# [TUGAS TERTULIS A]
Kumpulkan setiap baris dalam catatan yang memuat kata "cloud".

Thursday, November 6, 2008

Sabar, Sabar, dan Sabar

By Republika Contributor
Minggu, 02 November 2008 pukul 13:42:00


Sabar, sabar, dan sabar. Itu tiga nasihat yang sering diberikan pembimbing kepada calon jamaah haji sebelum berangkat Tanah Suci.Pada kenyataannya memang calon jamaah haji harus punya persediaan segunung kesabaran untuk menghadapi keadaan yang sering di luar perkiraan semula.

Kesabaran calon jamaah sudah diuji saat berada di asrama haji atau bahkan saat keberangkatan. Kemacetan menuju asrama, pemeriksaan yang bertele-tele, sulitnya bertemu dengan keluarga sangat mungkin terjadi. Pemeriksaan dokumen kadang memerlukan waktu berjam-jam. Makanan di asrama belum tentu sesuai selera. Belum lagi kadang barang-barng yang masih diperlukan di asrama sudah telanjur masuk dalam koper besar.

Di bandara, sering pula rencana perjalanan tak sesuai yang diharapkan. Bis kadang datang terlambat, macet di jalan, atau bahkan tak dapat tempat duduk. Masih untung kalau pesawat tak terlambat. Yang terjadi sering jamaah harus menunggu pesawat berjam-jam. Setelah pesawat mengudara, tak berarti kemungkinan kondisi di luar dugaan tak terjadi. Tahun lalu, beberapa pesawat kembali ke landasan setelah mengudara karena ada kesulitan teknis. Ada pula kejadian, seluruh jamaah yang sudah menunggu di dalam pesawat kembali turun karena pesawat mengalami kerusakan. Kemungkinan lain, pesawat sudah mengudara beberapa lama, namun harus mendarat sementara di suatu bandara karena ada kesulitan teknis.

Saat mendarat di Jeddah atau Madinah, kesabaran jamaah kembali diuji. Pemeriksaan di imigrasi bisa cepat tapi juga bisa berjam-jam. Jamaah harus berdiri sambil menenteng tas memasuki pos demi pos. Belum lagi menghadapi para petugas yang sepertinya tak menghargai tamu-tamu Allah. Mencari koper juga memerlukan perjuangan yang tak kalah beratnya. Para jamaah harus mencari sendiri kopernya di tengah ratusan koper jamaah lainnya yang sama bentuk, ukuran, dan warnanya. Kadang koper dipaksa oleh petugas untuk dibuka dan disuruh mengelurkan isinya.

# [TUGAS TERTULIS B]
Tuliskan kembali bagian teks tentang kesabaran jamaah haji di atas tanpa mengubah apa pun, mulai dari "Di bandara, sering" dan terus sampai "bandara karena ada kesulitan teknis.".

# [DATA DITAMPILKAN]
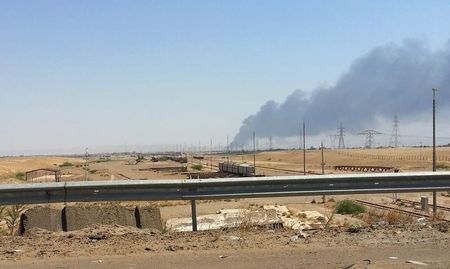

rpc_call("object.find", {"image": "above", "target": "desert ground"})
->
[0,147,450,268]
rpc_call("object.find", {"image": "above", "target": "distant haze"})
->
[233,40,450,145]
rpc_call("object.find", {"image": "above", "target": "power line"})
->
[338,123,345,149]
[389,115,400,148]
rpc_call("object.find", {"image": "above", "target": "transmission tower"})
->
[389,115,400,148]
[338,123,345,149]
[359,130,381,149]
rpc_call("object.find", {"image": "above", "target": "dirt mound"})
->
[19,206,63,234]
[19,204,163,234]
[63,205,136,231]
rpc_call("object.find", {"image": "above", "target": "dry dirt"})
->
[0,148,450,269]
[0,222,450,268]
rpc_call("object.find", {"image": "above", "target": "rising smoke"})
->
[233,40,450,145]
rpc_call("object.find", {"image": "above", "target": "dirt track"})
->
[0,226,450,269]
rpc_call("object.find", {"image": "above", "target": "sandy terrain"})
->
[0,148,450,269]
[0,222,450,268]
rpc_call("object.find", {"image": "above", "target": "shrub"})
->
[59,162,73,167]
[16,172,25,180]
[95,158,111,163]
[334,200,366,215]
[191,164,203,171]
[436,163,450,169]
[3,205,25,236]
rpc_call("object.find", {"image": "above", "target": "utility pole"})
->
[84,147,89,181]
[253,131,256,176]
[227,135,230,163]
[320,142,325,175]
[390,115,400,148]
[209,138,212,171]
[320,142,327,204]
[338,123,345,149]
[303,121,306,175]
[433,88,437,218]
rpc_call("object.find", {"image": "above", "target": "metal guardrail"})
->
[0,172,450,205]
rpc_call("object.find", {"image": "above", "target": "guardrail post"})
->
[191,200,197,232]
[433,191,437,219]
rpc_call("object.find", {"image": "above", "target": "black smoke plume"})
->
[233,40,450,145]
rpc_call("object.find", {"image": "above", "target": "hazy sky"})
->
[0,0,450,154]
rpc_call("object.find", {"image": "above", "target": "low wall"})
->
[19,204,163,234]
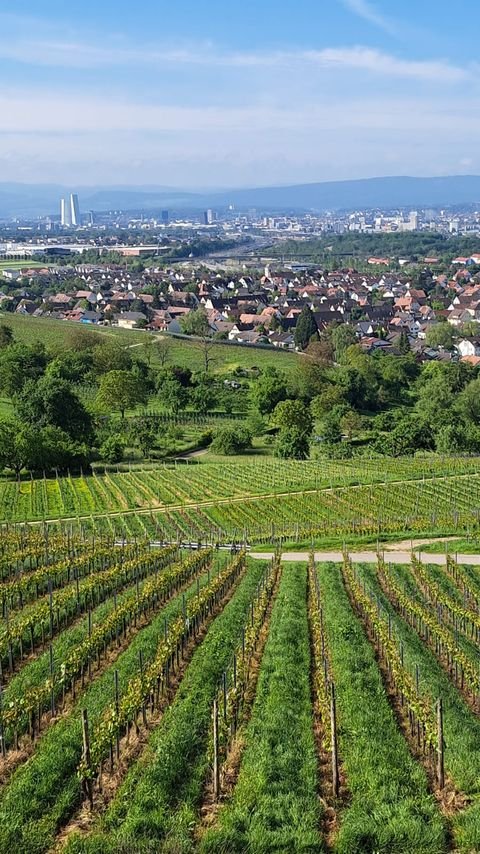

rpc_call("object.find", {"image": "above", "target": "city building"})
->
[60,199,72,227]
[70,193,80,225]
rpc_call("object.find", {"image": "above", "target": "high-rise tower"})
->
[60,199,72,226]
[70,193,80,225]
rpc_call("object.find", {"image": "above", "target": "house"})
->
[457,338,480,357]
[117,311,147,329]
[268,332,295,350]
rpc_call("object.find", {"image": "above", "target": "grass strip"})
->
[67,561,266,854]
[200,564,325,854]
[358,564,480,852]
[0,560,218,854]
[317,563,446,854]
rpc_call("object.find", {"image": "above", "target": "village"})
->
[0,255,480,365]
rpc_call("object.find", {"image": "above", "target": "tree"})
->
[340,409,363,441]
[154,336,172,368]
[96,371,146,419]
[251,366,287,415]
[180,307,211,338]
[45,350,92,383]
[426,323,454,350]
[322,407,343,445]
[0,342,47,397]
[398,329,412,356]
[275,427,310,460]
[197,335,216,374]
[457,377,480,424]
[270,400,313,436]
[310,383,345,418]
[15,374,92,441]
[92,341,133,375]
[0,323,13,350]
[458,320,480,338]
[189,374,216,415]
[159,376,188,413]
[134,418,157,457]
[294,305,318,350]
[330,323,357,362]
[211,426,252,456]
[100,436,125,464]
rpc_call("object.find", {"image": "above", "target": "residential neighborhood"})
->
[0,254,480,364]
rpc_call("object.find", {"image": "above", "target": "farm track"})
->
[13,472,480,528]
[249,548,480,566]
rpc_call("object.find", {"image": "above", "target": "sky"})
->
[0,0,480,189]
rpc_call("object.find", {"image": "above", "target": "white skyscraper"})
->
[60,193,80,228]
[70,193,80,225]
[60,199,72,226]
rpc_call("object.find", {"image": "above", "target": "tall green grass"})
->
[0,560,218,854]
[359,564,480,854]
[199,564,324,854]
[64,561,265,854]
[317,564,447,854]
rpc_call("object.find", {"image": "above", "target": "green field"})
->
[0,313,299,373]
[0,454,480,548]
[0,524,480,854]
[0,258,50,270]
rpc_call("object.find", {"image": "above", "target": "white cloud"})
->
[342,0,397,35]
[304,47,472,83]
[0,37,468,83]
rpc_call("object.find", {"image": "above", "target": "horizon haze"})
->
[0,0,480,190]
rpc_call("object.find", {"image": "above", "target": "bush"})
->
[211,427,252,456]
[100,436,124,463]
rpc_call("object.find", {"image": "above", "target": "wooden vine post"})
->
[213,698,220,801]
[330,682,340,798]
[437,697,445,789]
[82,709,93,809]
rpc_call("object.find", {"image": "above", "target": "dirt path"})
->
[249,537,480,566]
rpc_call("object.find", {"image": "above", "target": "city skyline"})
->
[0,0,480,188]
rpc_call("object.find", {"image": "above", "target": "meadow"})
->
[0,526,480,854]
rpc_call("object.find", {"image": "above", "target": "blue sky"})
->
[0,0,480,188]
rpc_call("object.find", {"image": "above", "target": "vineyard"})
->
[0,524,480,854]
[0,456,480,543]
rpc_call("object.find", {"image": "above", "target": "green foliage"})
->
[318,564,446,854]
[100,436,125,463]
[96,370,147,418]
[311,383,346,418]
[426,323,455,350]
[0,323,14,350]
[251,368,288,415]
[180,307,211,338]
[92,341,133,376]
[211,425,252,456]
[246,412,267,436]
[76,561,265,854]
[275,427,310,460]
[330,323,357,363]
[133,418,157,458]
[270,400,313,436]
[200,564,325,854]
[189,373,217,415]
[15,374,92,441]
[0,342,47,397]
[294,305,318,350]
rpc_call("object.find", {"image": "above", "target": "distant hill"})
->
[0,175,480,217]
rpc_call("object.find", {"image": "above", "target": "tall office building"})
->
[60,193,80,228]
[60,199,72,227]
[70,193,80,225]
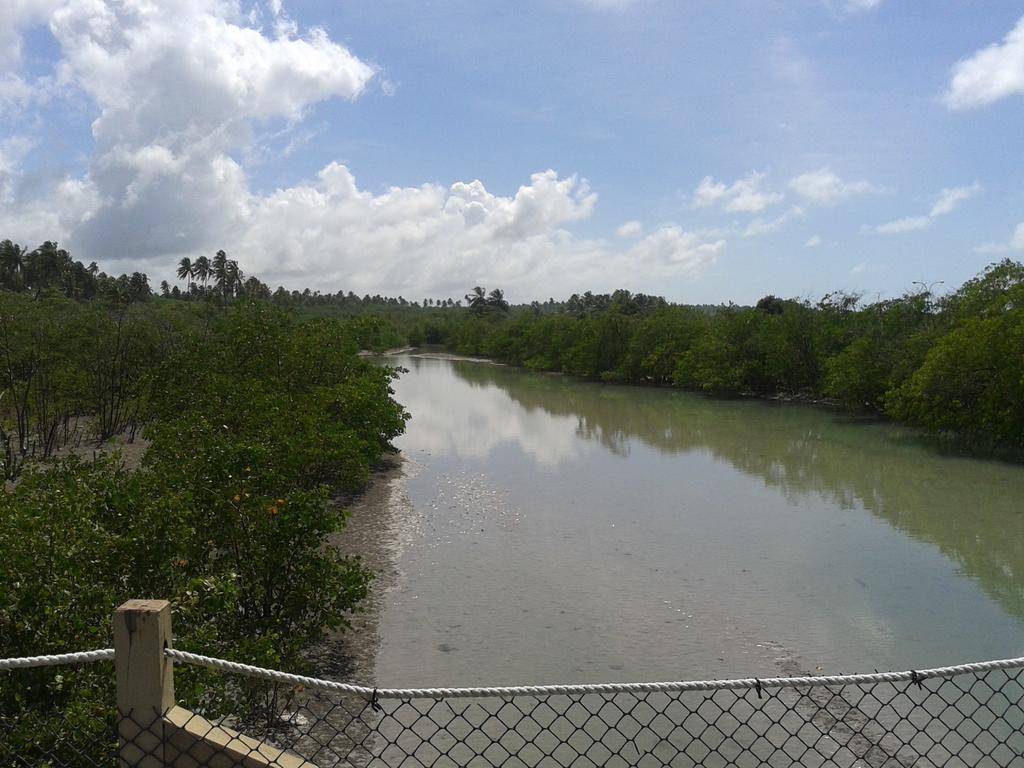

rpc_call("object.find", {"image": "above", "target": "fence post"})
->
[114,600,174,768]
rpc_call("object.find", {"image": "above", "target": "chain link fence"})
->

...

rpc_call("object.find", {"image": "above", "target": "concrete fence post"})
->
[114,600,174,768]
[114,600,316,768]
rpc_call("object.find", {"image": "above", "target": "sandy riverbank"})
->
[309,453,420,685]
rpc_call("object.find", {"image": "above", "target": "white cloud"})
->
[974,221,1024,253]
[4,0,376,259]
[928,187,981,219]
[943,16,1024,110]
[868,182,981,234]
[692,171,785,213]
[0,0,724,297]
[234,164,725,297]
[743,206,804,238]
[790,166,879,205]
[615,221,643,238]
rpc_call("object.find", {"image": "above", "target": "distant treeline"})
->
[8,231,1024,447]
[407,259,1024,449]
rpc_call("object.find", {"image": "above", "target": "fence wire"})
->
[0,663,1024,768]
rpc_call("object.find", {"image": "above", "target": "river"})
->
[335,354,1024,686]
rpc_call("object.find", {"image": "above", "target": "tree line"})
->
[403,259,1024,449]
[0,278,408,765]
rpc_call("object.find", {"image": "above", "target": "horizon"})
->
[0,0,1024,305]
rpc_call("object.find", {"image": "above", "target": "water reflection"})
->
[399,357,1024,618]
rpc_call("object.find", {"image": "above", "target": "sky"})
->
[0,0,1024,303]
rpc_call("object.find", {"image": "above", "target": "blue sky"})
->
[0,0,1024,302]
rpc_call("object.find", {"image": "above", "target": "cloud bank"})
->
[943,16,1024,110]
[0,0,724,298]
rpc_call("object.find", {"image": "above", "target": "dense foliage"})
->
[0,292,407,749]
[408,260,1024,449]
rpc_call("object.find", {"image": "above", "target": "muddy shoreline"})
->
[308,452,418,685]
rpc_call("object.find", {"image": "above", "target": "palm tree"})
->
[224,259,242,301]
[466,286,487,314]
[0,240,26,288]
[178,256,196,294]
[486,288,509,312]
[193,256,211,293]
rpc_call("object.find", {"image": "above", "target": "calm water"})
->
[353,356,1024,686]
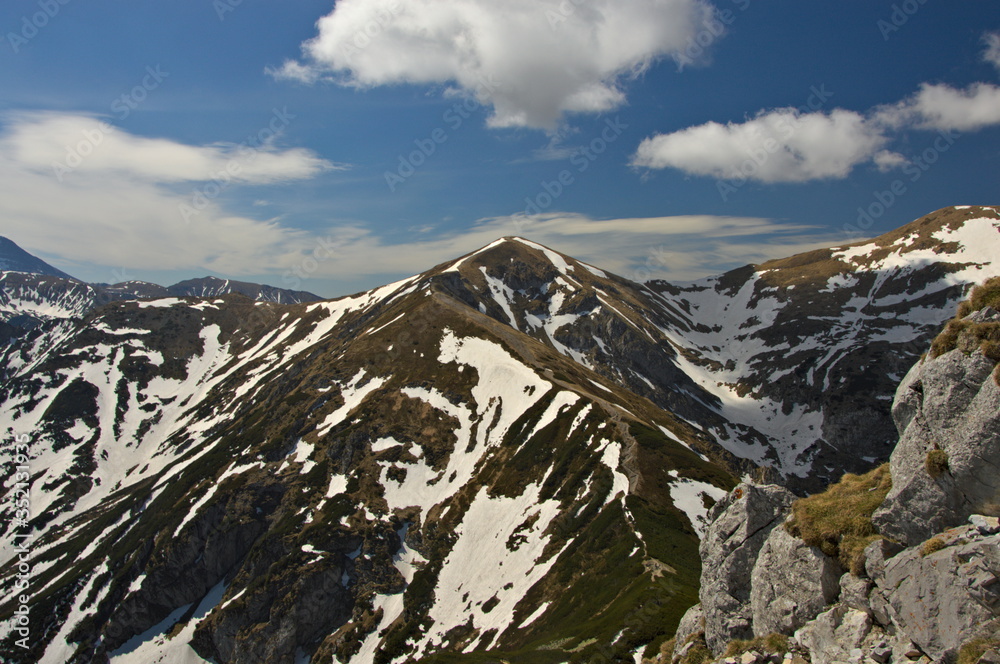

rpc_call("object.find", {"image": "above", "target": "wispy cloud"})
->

# [KELUARAN LENGKAP A]
rpc_call("object.find", {"image": "above", "target": "white cloud"})
rpc_call("object.find", {"image": "above", "target": "white cloud"})
rpc_call("object.find", {"image": "above", "target": "cloud bank"})
rpc_call("object.find", {"image": "above", "target": "wispy cloud"})

# [KELUARAN LENGKAP B]
Di bandara, sering pula rencana perjalanan tak sesuai yang diharapkan. Bis kadang datang terlambat, macet di jalan, atau bahkan tak dapat tempat duduk. Masih untung kalau pesawat tak terlambat. Yang terjadi sering jamaah harus menunggu pesawat berjam-jam. Setelah pesawat mengudara, tak berarti kemungkinan kondisi di luar dugaan tak terjadi. Tahun lalu, beberapa pesawat kembali ke landasan setelah mengudara karena ada kesulitan teknis. Ada pula kejadian, seluruh jamaah yang sudah menunggu di dalam pesawat kembali turun karena pesawat mengalami kerusakan. Kemungkinan lain, pesawat sudah mengudara beberapa lama, namun harus mendarat sementara di suatu bandara karena ada kesulitan teknis.